Task instructions:
Count the lines in the rows below that contain the string "leaf", treating uppercase and lowercase as different. Give only the number.

>> begin Given entries

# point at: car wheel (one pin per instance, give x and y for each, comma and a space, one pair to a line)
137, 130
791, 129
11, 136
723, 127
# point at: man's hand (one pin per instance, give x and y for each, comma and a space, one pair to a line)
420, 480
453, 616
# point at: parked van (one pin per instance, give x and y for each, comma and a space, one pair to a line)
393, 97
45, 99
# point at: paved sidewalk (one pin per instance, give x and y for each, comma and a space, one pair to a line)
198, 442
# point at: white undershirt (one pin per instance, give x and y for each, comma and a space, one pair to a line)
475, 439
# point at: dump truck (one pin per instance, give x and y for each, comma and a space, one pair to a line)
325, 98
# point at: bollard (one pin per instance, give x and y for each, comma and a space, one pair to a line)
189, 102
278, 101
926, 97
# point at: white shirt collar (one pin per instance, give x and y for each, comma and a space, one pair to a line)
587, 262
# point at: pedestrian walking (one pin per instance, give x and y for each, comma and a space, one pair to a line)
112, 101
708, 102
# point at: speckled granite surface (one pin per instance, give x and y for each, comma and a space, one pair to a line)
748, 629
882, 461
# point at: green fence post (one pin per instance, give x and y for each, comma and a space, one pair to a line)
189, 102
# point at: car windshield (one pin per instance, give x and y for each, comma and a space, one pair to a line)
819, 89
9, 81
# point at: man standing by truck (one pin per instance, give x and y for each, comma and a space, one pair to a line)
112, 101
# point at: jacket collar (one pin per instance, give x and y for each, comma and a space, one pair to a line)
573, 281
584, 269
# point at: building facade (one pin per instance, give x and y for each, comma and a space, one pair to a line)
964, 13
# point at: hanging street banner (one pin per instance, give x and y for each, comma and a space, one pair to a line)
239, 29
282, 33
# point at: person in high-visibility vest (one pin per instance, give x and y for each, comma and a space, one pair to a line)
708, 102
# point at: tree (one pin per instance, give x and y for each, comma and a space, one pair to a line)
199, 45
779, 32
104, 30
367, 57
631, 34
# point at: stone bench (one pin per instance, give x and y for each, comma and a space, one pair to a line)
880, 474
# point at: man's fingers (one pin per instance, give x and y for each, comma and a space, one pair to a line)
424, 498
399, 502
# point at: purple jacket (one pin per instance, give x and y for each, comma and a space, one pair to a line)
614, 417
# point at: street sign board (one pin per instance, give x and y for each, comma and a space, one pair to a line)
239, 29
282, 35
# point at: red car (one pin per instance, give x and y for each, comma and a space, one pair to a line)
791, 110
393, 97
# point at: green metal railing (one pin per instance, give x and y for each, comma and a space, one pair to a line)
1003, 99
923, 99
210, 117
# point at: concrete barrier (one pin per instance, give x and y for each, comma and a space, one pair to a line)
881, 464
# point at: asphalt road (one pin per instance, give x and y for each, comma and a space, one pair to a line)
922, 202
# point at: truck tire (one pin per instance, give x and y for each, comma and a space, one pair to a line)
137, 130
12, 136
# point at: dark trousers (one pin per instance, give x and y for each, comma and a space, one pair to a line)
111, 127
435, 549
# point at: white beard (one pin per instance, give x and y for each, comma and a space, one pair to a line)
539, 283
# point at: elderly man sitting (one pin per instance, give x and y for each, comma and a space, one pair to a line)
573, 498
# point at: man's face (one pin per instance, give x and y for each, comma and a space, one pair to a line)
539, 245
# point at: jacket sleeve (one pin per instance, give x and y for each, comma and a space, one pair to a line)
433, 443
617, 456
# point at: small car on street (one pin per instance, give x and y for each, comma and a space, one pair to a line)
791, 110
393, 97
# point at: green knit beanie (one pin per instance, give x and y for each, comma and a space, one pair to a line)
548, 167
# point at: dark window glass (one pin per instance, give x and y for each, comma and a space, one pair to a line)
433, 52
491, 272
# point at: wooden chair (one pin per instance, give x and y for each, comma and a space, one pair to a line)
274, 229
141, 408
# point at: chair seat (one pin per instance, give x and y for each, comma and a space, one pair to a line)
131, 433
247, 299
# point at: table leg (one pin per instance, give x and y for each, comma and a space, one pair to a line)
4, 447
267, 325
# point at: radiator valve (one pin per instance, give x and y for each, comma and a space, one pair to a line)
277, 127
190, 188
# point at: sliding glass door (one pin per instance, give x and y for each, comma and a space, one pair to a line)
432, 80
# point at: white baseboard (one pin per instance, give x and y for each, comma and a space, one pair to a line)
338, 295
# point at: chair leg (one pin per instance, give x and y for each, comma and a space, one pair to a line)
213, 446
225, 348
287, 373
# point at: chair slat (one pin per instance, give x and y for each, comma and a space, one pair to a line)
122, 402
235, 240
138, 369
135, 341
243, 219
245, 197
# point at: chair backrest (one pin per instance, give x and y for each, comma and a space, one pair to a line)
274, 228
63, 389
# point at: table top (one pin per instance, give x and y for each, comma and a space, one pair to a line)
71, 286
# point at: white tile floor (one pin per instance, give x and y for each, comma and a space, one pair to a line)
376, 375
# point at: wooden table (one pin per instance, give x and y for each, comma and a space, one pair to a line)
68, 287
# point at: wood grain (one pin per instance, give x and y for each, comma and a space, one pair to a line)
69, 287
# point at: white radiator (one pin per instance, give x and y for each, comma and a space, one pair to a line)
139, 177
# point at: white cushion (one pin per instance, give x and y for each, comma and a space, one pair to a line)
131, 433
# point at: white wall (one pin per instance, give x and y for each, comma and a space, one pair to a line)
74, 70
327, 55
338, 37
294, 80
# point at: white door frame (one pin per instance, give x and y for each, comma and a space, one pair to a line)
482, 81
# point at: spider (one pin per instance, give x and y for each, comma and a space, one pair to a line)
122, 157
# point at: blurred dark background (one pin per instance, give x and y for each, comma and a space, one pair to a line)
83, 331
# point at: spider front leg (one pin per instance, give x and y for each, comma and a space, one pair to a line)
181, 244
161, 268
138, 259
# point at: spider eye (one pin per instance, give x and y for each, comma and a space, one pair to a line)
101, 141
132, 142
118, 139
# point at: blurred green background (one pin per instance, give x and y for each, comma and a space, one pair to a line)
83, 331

>> end Given entries
>> begin Given entries

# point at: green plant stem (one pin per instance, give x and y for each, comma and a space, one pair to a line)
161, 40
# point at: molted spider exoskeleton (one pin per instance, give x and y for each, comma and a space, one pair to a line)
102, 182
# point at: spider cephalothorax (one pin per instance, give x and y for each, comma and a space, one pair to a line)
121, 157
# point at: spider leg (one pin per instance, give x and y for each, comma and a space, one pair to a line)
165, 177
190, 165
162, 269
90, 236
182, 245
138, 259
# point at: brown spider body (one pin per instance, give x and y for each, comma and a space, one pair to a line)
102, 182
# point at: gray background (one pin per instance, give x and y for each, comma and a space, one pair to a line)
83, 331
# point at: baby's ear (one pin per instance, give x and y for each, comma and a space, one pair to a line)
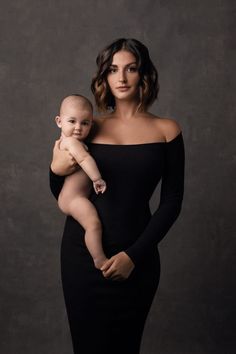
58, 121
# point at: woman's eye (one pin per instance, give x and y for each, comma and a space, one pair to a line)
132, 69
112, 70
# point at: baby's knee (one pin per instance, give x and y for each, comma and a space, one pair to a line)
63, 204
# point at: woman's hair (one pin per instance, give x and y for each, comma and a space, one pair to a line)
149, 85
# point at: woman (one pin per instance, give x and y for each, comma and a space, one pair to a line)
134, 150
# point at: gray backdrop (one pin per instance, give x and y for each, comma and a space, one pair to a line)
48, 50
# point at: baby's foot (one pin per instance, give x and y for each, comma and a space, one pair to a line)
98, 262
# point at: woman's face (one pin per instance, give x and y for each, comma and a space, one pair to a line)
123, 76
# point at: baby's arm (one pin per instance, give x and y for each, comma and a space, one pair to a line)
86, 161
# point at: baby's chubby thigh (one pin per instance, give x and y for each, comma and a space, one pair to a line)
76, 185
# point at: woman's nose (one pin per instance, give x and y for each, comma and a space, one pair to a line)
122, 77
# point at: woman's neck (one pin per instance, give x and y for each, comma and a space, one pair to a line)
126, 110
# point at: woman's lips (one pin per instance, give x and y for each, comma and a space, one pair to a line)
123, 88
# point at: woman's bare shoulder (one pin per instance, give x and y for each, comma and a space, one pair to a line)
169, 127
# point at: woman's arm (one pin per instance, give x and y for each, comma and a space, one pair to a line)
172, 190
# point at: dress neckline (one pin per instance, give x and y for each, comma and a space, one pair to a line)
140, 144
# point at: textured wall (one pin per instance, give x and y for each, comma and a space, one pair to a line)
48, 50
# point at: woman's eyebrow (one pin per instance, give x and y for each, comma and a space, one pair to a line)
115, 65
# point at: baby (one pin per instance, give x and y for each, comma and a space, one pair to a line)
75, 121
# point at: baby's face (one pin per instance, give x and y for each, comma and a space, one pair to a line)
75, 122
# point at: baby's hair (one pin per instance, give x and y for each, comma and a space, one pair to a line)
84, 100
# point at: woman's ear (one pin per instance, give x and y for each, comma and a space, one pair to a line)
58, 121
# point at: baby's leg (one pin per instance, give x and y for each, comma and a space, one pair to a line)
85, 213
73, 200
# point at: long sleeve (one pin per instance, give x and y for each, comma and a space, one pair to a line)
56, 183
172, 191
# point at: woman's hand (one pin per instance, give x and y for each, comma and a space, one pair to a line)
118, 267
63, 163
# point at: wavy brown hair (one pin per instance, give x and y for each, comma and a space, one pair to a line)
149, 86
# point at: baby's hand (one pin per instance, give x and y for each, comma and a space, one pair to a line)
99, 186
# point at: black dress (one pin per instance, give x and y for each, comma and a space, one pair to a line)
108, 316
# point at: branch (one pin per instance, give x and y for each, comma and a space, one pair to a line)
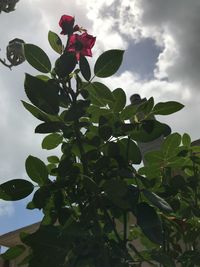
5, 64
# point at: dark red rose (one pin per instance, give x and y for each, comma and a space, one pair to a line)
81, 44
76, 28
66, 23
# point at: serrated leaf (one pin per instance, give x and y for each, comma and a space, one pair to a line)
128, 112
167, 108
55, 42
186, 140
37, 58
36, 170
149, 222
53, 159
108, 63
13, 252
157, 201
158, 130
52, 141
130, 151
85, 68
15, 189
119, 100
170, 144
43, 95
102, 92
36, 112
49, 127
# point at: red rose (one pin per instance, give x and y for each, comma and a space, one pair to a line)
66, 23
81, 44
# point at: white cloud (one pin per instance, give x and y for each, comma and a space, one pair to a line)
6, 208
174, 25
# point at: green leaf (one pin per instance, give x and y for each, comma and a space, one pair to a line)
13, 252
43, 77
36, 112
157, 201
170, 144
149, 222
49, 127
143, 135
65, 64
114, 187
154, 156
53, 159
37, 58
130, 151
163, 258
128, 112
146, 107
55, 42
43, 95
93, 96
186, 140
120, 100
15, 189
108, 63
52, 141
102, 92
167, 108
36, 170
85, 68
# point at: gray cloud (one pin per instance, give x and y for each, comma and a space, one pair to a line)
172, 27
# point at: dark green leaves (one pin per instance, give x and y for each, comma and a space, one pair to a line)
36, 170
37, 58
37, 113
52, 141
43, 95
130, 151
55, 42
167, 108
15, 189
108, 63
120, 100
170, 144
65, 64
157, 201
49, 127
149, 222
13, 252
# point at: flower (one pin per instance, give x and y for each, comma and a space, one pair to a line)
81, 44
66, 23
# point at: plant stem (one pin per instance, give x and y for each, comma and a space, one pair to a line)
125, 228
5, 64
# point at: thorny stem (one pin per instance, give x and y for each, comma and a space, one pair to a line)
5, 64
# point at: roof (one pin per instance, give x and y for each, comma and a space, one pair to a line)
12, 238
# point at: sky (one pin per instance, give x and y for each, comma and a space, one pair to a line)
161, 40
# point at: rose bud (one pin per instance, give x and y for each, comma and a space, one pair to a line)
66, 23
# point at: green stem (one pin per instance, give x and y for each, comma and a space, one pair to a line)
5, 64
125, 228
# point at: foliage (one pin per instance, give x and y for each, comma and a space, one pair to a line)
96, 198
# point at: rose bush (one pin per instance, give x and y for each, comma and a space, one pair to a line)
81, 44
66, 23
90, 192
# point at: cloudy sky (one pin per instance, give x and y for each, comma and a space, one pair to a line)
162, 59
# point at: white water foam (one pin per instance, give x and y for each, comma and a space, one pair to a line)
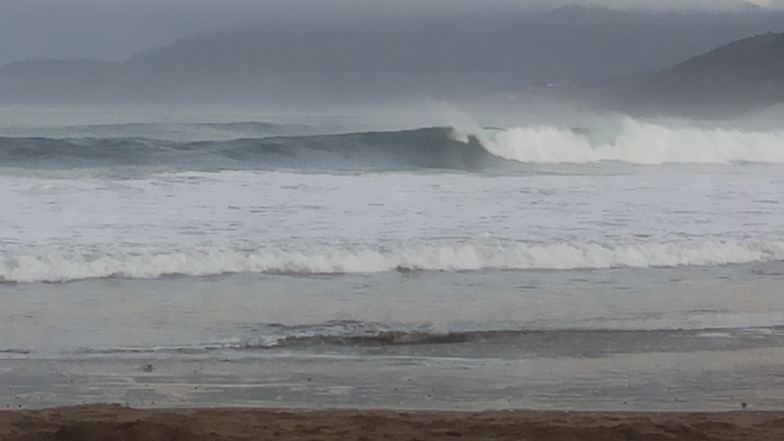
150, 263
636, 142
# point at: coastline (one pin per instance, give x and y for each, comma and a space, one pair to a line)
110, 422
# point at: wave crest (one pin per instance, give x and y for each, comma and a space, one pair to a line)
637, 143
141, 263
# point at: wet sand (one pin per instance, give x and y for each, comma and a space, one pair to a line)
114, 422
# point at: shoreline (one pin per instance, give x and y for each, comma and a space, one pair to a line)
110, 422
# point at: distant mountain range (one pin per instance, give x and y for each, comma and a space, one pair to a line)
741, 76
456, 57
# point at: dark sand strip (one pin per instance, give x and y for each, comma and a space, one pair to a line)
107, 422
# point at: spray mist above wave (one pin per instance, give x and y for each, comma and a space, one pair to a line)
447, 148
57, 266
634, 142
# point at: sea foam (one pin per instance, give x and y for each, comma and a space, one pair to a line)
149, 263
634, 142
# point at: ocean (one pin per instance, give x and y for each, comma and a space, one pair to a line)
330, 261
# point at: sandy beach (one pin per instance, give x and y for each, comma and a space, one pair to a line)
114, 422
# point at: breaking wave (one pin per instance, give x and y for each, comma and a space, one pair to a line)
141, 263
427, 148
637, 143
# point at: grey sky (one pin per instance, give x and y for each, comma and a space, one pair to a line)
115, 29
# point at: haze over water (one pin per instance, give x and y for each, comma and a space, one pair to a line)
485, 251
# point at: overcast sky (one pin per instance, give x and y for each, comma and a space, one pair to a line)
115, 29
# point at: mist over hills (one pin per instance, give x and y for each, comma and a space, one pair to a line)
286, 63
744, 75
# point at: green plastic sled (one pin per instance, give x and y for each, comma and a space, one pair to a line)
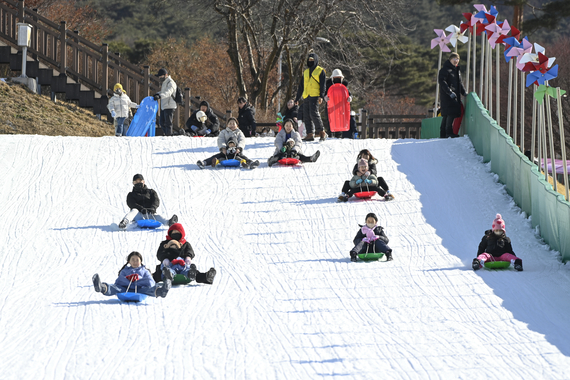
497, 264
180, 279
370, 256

>> end Given entries

Answer for the task:
2